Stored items
+ + +

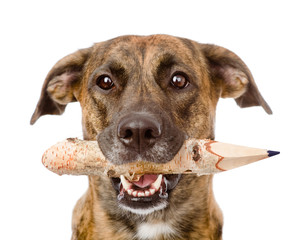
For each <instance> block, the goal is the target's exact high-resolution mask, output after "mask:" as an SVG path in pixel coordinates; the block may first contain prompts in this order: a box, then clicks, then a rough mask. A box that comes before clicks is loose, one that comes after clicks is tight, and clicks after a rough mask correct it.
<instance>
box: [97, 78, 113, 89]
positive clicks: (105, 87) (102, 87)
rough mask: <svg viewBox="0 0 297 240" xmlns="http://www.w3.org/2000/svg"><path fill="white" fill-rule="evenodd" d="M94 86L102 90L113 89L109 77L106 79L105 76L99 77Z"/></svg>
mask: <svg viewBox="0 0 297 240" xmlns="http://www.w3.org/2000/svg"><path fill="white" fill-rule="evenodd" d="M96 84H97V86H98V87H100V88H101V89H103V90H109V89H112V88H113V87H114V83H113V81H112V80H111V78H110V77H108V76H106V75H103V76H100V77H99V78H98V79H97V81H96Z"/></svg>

+ + +

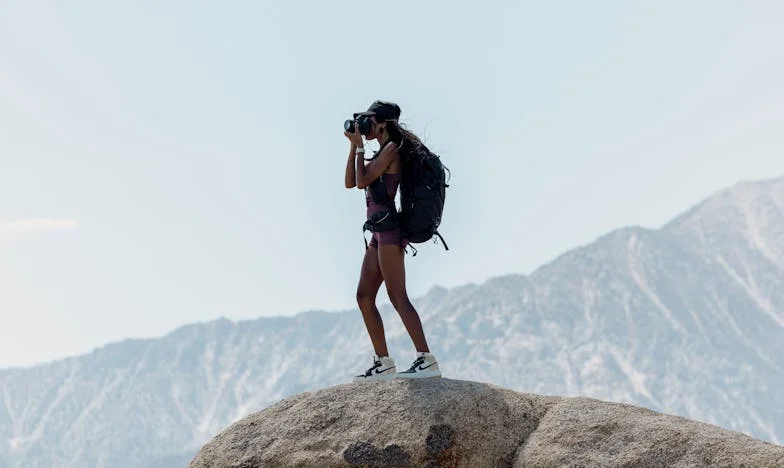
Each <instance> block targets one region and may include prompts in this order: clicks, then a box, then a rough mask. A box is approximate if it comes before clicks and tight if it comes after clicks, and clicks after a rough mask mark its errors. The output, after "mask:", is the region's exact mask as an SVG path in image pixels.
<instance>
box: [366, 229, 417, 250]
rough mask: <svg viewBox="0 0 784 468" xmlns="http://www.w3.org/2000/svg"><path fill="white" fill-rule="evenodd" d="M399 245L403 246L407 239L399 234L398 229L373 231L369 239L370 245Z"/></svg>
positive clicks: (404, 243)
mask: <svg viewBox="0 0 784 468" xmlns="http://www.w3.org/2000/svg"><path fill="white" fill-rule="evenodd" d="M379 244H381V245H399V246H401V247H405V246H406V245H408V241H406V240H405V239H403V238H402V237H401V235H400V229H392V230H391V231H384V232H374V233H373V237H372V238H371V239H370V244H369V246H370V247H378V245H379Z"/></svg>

+ + +

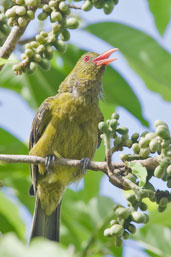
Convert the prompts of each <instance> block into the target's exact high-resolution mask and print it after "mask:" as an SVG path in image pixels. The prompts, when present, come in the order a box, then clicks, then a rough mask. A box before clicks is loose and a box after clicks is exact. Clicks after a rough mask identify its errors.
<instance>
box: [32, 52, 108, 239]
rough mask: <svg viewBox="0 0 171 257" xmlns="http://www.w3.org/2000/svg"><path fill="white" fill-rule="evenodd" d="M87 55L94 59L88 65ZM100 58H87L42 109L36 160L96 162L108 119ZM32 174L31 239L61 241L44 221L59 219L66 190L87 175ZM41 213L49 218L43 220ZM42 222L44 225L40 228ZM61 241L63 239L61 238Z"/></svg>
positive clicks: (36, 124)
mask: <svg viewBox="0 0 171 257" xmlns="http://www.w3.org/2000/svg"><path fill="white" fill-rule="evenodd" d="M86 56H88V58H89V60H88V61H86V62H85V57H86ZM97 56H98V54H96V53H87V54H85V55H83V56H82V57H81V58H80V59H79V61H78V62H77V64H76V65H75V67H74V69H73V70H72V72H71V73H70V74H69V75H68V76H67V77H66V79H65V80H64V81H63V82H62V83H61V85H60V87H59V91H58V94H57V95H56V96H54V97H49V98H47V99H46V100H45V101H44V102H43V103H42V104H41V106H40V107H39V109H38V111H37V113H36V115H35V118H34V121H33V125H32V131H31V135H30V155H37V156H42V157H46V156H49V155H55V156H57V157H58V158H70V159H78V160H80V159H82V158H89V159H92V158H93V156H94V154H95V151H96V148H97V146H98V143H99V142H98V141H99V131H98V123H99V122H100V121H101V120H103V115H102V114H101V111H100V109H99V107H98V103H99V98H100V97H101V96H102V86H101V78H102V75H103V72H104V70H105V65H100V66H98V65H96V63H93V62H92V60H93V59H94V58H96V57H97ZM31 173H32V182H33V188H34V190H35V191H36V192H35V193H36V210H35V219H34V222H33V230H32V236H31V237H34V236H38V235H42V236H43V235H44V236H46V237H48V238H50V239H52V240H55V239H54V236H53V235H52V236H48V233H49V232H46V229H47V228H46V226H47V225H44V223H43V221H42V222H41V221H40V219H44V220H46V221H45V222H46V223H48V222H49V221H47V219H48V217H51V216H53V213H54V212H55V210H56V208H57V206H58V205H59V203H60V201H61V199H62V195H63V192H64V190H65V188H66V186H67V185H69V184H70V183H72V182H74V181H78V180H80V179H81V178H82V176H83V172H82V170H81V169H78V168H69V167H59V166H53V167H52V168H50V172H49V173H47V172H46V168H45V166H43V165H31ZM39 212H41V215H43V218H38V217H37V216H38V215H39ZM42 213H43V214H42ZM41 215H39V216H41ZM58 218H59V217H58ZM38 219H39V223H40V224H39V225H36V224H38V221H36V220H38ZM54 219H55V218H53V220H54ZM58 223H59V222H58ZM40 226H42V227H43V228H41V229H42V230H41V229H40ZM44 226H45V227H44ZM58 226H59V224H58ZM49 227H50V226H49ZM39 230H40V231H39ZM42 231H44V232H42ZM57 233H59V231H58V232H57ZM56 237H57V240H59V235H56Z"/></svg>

+ + +

• **Problem to solve**:
Only the lines above from the one with "For each <instance>" up to and including the one with "box: [97, 78, 113, 89]" should be repeated, exactly as written.

• **Result for this task**:
For each <instance> block, the goal is the target's exact high-resolution mask, output after "mask:" as an SVG path in pixel coordinates; the block may first contain prompts in this order: a box, then clicks, then a rough mask. A box that comes before clicks is loose, one that comes after clicks is tight, and clicks after a rough mask correct it.
<instance>
box: [97, 78, 113, 89]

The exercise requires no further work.